### [INPUT MATERIAL]
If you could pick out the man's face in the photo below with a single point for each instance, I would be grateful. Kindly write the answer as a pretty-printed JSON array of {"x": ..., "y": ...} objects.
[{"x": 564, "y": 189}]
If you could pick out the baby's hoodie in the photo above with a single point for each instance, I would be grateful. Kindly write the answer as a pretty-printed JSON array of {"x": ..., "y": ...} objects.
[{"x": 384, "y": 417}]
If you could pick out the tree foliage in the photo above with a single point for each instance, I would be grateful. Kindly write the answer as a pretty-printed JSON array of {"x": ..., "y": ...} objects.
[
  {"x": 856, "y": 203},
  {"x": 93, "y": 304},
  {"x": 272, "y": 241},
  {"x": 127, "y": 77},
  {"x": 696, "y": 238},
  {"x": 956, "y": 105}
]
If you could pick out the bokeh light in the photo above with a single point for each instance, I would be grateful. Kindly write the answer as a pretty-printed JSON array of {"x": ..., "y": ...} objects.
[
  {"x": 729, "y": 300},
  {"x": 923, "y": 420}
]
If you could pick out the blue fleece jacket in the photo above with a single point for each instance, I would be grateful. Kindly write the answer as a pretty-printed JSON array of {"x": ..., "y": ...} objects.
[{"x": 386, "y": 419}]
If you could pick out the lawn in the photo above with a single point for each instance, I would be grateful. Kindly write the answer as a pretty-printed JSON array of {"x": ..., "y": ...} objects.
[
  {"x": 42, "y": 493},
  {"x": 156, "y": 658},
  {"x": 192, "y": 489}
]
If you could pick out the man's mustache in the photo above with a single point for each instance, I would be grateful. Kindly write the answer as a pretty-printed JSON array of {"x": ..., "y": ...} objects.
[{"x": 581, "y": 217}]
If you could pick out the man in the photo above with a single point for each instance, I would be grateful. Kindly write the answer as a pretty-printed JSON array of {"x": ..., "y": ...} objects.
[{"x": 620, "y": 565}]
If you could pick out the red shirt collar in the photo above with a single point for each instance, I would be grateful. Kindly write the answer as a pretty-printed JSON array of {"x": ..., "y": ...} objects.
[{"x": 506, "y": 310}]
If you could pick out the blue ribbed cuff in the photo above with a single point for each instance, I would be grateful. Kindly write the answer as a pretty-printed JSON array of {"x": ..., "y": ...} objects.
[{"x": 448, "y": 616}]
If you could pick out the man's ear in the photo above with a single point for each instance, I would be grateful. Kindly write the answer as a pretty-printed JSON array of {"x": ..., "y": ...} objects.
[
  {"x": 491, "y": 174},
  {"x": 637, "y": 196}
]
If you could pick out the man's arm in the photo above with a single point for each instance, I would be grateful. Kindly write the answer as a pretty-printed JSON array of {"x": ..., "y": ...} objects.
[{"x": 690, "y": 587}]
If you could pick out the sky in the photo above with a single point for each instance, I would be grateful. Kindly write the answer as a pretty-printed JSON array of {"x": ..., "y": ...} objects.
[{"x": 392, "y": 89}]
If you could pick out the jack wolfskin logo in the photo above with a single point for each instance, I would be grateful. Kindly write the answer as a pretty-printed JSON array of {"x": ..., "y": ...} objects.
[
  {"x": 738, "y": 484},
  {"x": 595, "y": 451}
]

### [EXERCISE DIRECTIONS]
Transcribe the material above in full.

### [EXERCISE SOLUTION]
If you could pick out the man's face in the photo below with a single point for each instance, I would be grateful. Kindly write the answer as a pretty-printed JSON array of {"x": ..., "y": ...} objects.
[{"x": 564, "y": 189}]
If you could pick out the baby's hoodie in the photo above with a single point for each instance, I would be grateful. Kindly write the answer as a pretty-printed JSON array of {"x": ..., "y": ...} objects.
[{"x": 384, "y": 417}]
If you could pick out the tree foliage in the photo above with a single point for each instance, I would be grateful. Kindly write the answer as a pretty-printed JSON array of {"x": ..., "y": ...} objects.
[
  {"x": 856, "y": 203},
  {"x": 93, "y": 304},
  {"x": 272, "y": 241},
  {"x": 127, "y": 77},
  {"x": 696, "y": 238},
  {"x": 956, "y": 105}
]
If you could pick out the bokeh light in the photo above with a single point for each instance, I would be grateful. Kindly write the answer as a pretty-printed JSON array of {"x": ..., "y": ...} objects.
[
  {"x": 729, "y": 300},
  {"x": 923, "y": 420}
]
If you could pick out the blue fleece jacket in the photo above with a single point for each instance, I would be grateful. Kindly write the answer as a pretty-printed JSON array of {"x": ..., "y": ...} objects.
[{"x": 386, "y": 419}]
If you could pick out the lawn in the photo above with a single point for each instance, I would be grateful. Kindly write the answer as a pretty-printed JSON array of {"x": ..., "y": ...} objects.
[
  {"x": 42, "y": 493},
  {"x": 156, "y": 658},
  {"x": 192, "y": 489}
]
If you could pick out the man's mustache in the photo above with a single point for each instance, I would be grateful. Kindly write the answer as a pretty-printed JSON array of {"x": ..., "y": ...} objects.
[{"x": 581, "y": 217}]
If you could pick out the man in the photo above with a single point for each instance, I would be grateful. Kindly write the answer as a pretty-printed JSON array of {"x": ..., "y": ...} objects.
[{"x": 620, "y": 565}]
If you could pick out the red shirt collar in the photo above with a single point for each instance, I would be grateful. Kindly write the answer as a pretty-printed JSON array of {"x": ..., "y": ...} objects.
[{"x": 506, "y": 310}]
If you could pick out the blue ribbed cuff in the photo above with a single point for each instance, I would be grateful. Kindly write the answer as a pretty-printed JSON array of {"x": ..., "y": ...} objects.
[{"x": 448, "y": 616}]
If you could pick out the man's ear in the photo above with a single point for each instance, I would be grateful. Kindly write the answer as a pretty-printed JSON array of {"x": ..., "y": ...} objects.
[
  {"x": 491, "y": 174},
  {"x": 637, "y": 196}
]
If you could pick out the man's arm in the photo above with a single point for each instance, I would be grateful. Kindly write the answer as a pretty-printed JSON array of {"x": ..., "y": ...} objects.
[{"x": 690, "y": 587}]
If you could pick out the sky in the photo above with a single point for each instance, I would be grateful. Kindly write the answer as a pretty-printed JSON array of {"x": ..., "y": ...} objects.
[{"x": 392, "y": 89}]
If you could pick out the jack wolfskin logo in the photo above with a single point for each instance, I would be grateful. Kindly write the answer as a pretty-printed JSON array of {"x": ..., "y": ...} objects.
[
  {"x": 738, "y": 484},
  {"x": 595, "y": 451}
]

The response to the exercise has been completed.